* Begin Text section *

Adam Bird

v4.0

become a fan on Facebook

Wednesday, 25 July 2012

Perfect, Perfect Poznan

Mr and Mrs Grant

Sometimes things happen coincidentally, like winning a weekend away the same time a wedding invite to a foreign city lands on your doorstep. Sometimes things happen for a reason, like two people from different countries meeting some place altogether neutral and falling in love - the place they meet being an environment for where they both share a passion and lifelong enjoyment. Sometimes coincidence meets reason and it becomes altogether something entirely different - in this case, it all came together in Poznan, Poland. A place that Stephanie and I won’t ever forget.

Whilst I worked at RMG, I met Paul, who became a part of our development team. Over the course of the time we worked together, we became good friends along with the rest of the small team that we had, including Iqbal, another developer. Before Paul left the agency, he told Iqbal and I of a girl that he had met on his holiday. A girl that Stephanie and I subsequently met for the first time a little later, ironically at Iqbal’s wedding. By then we had all gone our separate ways and were working in places elsewhere, but have kept in contact meeting for drinks, not as often as we should, but as much as we can.

When Paul introduced us to Gosia, it’s fair to say that we were as smitten as Paul was, even in the infancy of their relationship. I don’t think anyone can radiate such warmth from a simple smile and it was clear to Stephanie and I that Paul had met someone very special. I’m sure that Iqbal won’t mind me saying either, but we did speculate and say that we hadn’t seen a couple that were just so simply made for each other and said that they would one day end up marrying just as we both had.

True to the rather prophetic discussion that Iqbal and I shared, Stephanie and I received a save the date notification towards the end of last year. We had been preliminary invited to celebrate Paul and Gosia’s wedding with them in Poznan, Poland - a place that had us both diving for Google Maps! Then this year, just as Stephanie and I had claimed first prize in the inaugural Bird Family Fat Fighters competition, a rather terrifying sounding invite landed on our doorstep which gave us the perfect opportunity in which to redeem our reward.

I say terrifying in the loosest possible sense, intriguing would be the more sensible word. But the invite carried a carefully worded survival guide. Paul’s top tips on how to survive a Polish wedding, mainly in handling the severe quantity of Vodka that was likely to be consumed. Alongside that vital information were other things of lesser importance, how to get there, where to stay, such things as that. A little Internet research and a few emails to our benefactor, two flights and a room at the Don Prestige Residence had been secured - we were going to Poznan!

Upon arrival at Poznan airport, a rather woozy Stephanie and I made our way through to the arrival hall, forming a small group of people evidently also there to celebrate alongside Paul and Gosia. Paul was flying out without his wife-to-be, she had already been in Poland for a week making the last minute arrangements, of which later evidence would prove how busy she had been.

* End Text section *

== Task set ==
(A) Copy the portion of the Poznan wedding post that begins at "Mr and Mrs Grant" and stops after "won’t ever forget.".
(B) According to the Poznan wedding post, where did Stephanie and the writer meet Gosia for the first time?
(C) Pick up the Poznan wedding post after its last sentence and keep writing it.

* Begin Material shown *

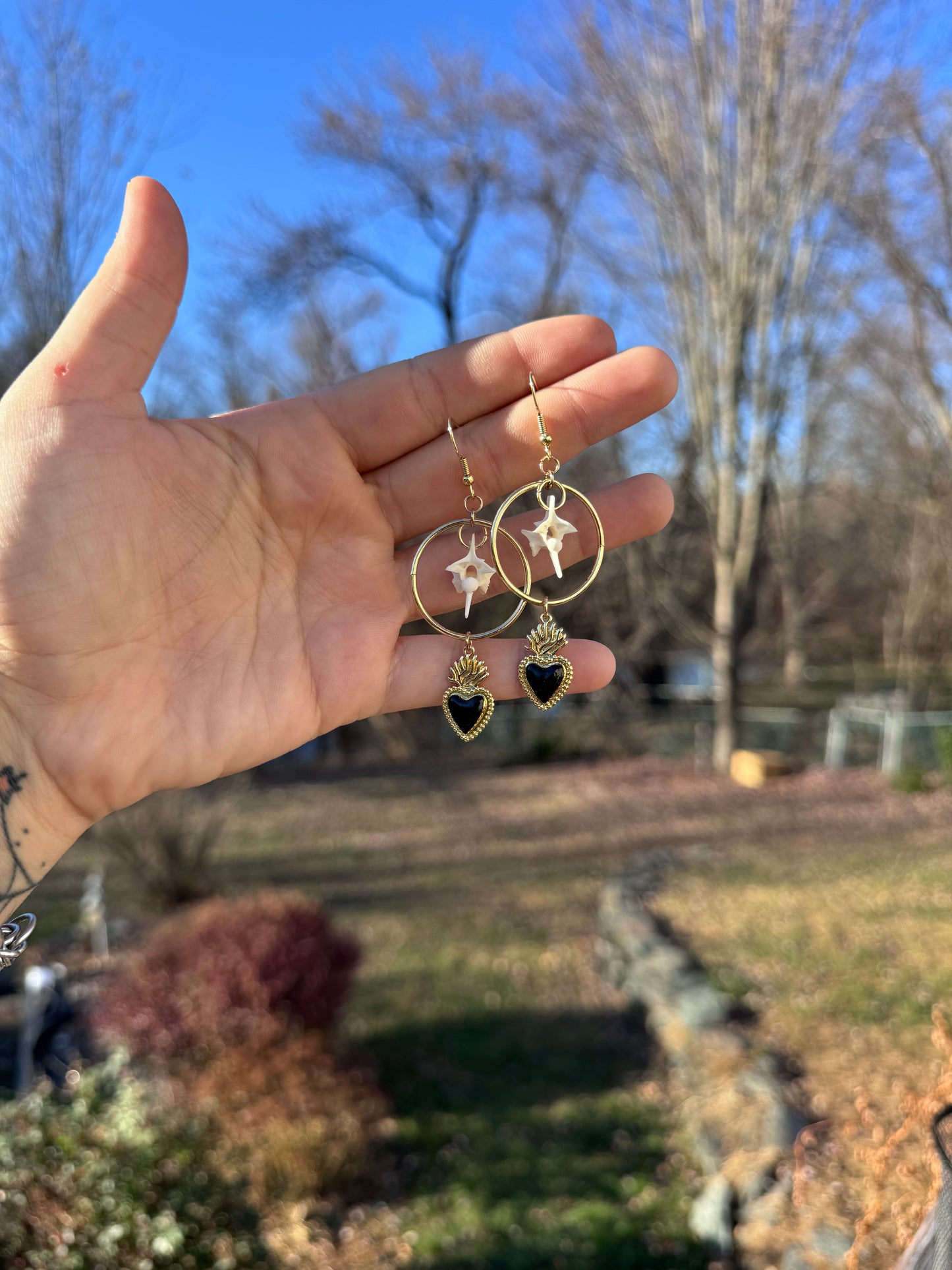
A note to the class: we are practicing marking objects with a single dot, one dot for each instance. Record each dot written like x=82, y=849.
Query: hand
x=181, y=598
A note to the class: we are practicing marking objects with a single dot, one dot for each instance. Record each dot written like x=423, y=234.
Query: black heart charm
x=545, y=681
x=467, y=713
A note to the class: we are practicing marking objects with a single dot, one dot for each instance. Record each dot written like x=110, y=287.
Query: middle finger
x=422, y=489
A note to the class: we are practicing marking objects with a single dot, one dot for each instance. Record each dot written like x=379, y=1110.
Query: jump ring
x=504, y=577
x=544, y=484
x=439, y=626
x=470, y=526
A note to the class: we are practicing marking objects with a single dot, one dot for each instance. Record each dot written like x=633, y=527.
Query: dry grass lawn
x=826, y=904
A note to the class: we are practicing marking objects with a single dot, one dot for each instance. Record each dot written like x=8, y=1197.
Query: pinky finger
x=420, y=671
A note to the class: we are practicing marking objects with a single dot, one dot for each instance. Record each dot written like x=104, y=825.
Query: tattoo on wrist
x=14, y=875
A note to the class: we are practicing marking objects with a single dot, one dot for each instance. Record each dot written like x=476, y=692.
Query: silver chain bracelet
x=13, y=938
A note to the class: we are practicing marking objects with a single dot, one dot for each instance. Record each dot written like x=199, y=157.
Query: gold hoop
x=439, y=626
x=498, y=529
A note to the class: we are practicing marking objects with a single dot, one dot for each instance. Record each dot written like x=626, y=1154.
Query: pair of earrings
x=545, y=675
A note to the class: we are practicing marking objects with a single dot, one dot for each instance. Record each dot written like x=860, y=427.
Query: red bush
x=227, y=973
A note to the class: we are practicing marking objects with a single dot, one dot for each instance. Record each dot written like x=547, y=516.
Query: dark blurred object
x=229, y=973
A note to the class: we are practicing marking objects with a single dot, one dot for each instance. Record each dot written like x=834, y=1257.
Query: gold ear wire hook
x=542, y=430
x=467, y=475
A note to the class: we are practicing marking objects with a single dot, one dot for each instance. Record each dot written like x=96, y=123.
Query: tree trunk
x=724, y=661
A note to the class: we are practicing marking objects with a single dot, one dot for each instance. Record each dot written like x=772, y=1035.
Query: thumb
x=111, y=338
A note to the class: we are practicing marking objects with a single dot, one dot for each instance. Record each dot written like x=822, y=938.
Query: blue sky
x=240, y=71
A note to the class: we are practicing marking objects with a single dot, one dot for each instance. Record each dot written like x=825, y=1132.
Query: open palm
x=184, y=598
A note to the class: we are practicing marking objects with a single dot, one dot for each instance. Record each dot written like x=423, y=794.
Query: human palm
x=184, y=598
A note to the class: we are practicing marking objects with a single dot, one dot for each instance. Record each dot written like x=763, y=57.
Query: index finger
x=386, y=413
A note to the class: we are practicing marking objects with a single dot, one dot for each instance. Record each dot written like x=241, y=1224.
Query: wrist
x=37, y=822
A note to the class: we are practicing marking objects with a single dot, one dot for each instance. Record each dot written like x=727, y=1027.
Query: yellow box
x=756, y=767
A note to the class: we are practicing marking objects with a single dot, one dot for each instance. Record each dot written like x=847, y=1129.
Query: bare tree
x=724, y=122
x=72, y=127
x=451, y=169
x=903, y=208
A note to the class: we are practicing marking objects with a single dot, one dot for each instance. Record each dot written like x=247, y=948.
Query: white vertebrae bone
x=549, y=534
x=467, y=582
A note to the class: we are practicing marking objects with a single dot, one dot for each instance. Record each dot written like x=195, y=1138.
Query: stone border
x=733, y=1100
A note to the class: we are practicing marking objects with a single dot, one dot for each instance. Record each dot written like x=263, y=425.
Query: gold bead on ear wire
x=467, y=704
x=545, y=675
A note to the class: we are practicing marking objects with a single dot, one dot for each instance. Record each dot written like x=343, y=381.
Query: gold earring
x=467, y=704
x=545, y=675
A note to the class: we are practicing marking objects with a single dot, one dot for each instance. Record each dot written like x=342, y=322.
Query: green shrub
x=943, y=749
x=107, y=1182
x=910, y=780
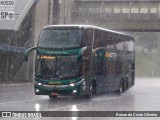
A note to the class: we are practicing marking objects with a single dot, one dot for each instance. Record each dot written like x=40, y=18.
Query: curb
x=15, y=85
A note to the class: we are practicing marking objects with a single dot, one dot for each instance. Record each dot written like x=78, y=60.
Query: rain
x=50, y=62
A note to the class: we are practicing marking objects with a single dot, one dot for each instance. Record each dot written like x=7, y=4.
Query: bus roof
x=85, y=26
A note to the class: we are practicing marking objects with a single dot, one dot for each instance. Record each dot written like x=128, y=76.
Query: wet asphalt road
x=144, y=96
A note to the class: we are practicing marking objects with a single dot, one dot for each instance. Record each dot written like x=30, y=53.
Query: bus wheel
x=121, y=88
x=53, y=96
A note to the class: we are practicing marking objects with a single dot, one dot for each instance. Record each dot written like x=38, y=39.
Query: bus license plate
x=54, y=93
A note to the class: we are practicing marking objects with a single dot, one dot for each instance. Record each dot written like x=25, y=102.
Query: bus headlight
x=72, y=84
x=37, y=90
x=74, y=91
x=39, y=83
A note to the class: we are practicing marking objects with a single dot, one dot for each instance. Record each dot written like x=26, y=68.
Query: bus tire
x=53, y=96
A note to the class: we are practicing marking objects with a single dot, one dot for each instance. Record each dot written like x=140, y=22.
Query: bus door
x=100, y=70
x=111, y=69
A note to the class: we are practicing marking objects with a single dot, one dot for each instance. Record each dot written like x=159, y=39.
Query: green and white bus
x=82, y=60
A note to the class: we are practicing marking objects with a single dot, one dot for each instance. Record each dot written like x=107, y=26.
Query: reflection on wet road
x=144, y=96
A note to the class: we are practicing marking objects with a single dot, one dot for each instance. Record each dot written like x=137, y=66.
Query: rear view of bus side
x=82, y=60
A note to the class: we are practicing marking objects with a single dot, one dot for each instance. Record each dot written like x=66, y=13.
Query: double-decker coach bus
x=82, y=60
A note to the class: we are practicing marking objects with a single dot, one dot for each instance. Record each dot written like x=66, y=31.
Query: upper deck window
x=60, y=38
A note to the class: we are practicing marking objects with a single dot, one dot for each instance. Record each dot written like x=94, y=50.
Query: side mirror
x=84, y=54
x=27, y=52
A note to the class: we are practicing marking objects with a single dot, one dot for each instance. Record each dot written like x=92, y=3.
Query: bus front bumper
x=65, y=90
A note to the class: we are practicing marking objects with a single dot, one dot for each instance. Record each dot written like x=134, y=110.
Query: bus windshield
x=60, y=38
x=57, y=67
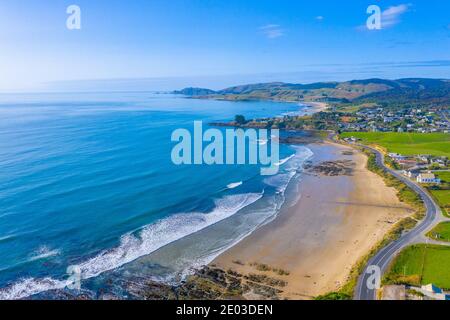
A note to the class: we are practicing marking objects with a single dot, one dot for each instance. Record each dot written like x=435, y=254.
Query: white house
x=428, y=178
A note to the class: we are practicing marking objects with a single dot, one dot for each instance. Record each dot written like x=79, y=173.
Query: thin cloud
x=391, y=16
x=272, y=31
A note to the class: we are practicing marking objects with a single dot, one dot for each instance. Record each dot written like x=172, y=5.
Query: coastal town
x=426, y=120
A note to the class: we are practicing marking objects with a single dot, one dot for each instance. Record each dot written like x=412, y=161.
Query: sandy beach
x=318, y=240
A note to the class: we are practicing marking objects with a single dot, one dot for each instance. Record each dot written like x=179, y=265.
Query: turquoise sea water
x=87, y=179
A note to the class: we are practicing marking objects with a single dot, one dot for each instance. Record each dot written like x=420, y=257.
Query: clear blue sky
x=220, y=42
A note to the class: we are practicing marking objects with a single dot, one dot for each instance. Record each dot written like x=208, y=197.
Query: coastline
x=316, y=106
x=317, y=241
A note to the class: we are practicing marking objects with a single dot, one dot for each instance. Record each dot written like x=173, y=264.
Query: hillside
x=415, y=91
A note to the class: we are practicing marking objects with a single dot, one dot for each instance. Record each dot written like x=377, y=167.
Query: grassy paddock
x=436, y=144
x=441, y=232
x=421, y=264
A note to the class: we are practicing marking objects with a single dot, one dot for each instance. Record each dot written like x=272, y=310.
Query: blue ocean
x=86, y=179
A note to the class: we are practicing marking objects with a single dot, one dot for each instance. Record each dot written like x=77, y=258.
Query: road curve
x=383, y=258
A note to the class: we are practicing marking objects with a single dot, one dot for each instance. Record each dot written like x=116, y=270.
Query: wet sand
x=337, y=220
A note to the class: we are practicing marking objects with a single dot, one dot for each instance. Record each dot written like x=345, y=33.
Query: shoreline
x=318, y=240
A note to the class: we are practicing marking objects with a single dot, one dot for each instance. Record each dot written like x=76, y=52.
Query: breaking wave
x=135, y=245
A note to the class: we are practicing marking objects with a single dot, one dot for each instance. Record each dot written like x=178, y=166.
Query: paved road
x=383, y=258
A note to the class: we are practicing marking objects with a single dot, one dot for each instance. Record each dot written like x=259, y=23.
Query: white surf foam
x=235, y=185
x=132, y=247
x=30, y=286
x=44, y=252
x=283, y=161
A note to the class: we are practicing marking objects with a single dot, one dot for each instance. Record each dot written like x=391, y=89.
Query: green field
x=443, y=199
x=444, y=176
x=441, y=232
x=436, y=144
x=420, y=265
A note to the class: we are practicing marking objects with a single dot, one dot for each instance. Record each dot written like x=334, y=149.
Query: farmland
x=421, y=264
x=435, y=144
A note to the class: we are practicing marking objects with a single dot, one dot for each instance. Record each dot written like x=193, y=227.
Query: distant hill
x=413, y=90
x=195, y=92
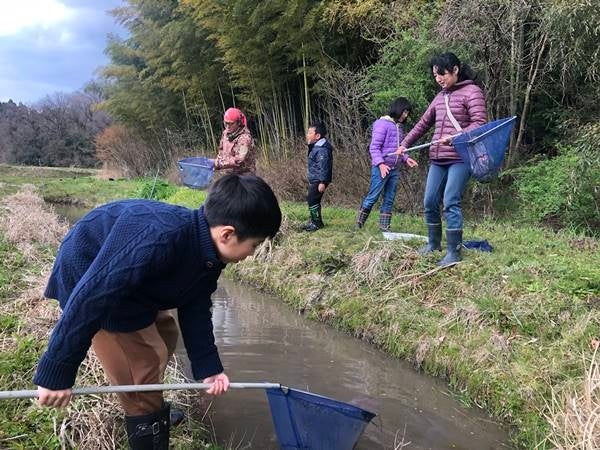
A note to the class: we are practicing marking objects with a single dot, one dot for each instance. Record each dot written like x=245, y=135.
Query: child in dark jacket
x=320, y=167
x=118, y=272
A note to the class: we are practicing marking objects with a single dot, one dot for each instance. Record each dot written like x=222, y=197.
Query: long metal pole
x=8, y=395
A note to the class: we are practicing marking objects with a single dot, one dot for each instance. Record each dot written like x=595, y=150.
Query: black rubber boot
x=454, y=241
x=150, y=431
x=434, y=243
x=361, y=217
x=177, y=416
x=316, y=221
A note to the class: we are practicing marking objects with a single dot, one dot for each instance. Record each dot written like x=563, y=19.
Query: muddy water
x=261, y=339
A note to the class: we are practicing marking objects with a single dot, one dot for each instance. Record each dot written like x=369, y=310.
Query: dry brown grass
x=28, y=222
x=575, y=416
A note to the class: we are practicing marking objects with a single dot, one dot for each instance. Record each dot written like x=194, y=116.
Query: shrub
x=156, y=189
x=564, y=191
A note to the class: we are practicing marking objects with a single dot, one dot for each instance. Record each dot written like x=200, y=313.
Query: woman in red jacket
x=458, y=107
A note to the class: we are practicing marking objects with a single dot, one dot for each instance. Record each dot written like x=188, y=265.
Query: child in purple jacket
x=385, y=164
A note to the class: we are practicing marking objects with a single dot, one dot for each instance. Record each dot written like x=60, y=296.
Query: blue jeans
x=387, y=185
x=446, y=183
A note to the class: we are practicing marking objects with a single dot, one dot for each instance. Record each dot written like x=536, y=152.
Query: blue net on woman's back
x=484, y=148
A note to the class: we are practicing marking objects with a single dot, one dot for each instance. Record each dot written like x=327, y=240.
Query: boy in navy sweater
x=119, y=270
x=320, y=167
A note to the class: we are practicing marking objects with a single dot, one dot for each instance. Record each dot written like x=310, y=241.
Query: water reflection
x=262, y=340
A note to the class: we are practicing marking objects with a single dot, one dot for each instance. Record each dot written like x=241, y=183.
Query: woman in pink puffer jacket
x=458, y=107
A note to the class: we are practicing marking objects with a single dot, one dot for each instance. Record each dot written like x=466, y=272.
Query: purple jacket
x=385, y=139
x=467, y=104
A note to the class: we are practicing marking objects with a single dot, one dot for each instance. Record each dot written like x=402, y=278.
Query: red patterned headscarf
x=235, y=115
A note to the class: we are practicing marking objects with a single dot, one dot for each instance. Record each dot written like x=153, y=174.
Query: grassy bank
x=513, y=331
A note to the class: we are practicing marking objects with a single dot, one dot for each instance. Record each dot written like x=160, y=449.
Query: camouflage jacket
x=237, y=153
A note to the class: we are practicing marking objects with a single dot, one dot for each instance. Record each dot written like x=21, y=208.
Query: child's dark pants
x=139, y=357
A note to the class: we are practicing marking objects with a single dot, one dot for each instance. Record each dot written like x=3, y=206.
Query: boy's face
x=312, y=136
x=229, y=247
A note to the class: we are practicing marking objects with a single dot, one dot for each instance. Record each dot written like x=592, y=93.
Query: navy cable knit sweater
x=116, y=268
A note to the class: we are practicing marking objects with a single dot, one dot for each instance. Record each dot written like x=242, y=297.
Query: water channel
x=261, y=339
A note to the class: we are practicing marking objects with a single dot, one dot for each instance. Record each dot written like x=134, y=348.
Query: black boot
x=385, y=220
x=177, y=416
x=434, y=242
x=316, y=221
x=361, y=217
x=150, y=431
x=454, y=244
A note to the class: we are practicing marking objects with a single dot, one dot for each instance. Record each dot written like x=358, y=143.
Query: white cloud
x=21, y=15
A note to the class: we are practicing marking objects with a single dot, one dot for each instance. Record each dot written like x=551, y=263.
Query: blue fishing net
x=484, y=148
x=196, y=172
x=308, y=421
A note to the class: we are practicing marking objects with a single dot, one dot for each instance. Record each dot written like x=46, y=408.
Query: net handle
x=10, y=395
x=482, y=135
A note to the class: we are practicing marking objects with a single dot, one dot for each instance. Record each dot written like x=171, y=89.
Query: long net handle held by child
x=9, y=395
x=418, y=147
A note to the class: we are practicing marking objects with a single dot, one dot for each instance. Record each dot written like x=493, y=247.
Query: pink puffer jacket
x=467, y=104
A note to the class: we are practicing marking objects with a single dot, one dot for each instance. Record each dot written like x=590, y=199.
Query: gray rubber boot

* End Material shown *

== Answers below ==
(A)
Mr and Mrs Grant

Sometimes things happen coincidentally, like winning a weekend away the same time a wedding invite to a foreign city lands on your doorstep. Sometimes things happen for a reason, like two people from different countries meeting some place altogether neutral and falling in love - the place they meet being an environment for where they both share a passion and lifelong enjoyment. Sometimes coincidence meets reason and it becomes altogether something entirely different - in this case, it all came together in Poznan, Poland. A place that Stephanie and I won’t ever forget.

(B) At Iqbal's wedding.

(C)
We were met in the arrival hall by Gosia’s father, a tray of vodka glasses and an assortment of breads. The invite hadn’t prepared us for that, nor the words of welcome which were offered via a translation from Gosia’s father who thanked us all kindly for coming. He spoke about how proud he was and happy that we had arrived in his country to celebrate a very special weekend. We didn’t need a translator to understand the sincerity of his words and both Stephanie and I felt immediately humbled and privileged to be just a very small part of it.

We had cars laid on from the airport to our hotels, the wedding party being spread about across various hostelries around the old market square. The Don Prestige Residence, our home for the next few nights being one of them. Gosia and Paul had arranged a welcome pack, a message thanking us for coming, some Polish beers and chocolates which was a lovely gesture in a weekend where lovely gestures were frequent and varying.

After a whistle-stop pause at the hotel, where we got changed and quickly refreshed, we head out into the Old Market Square, famed around Poland and beyond for its size and authenticity. We had a couple of drinks before meeting at Brovaria, a local restaurant, hotel and bar that was sat directly on the square. It was our first opportunity to meet with the people that we would be celebrating the wedding with and a chance to sample some local food which was quite honestly incredible - and very cheap.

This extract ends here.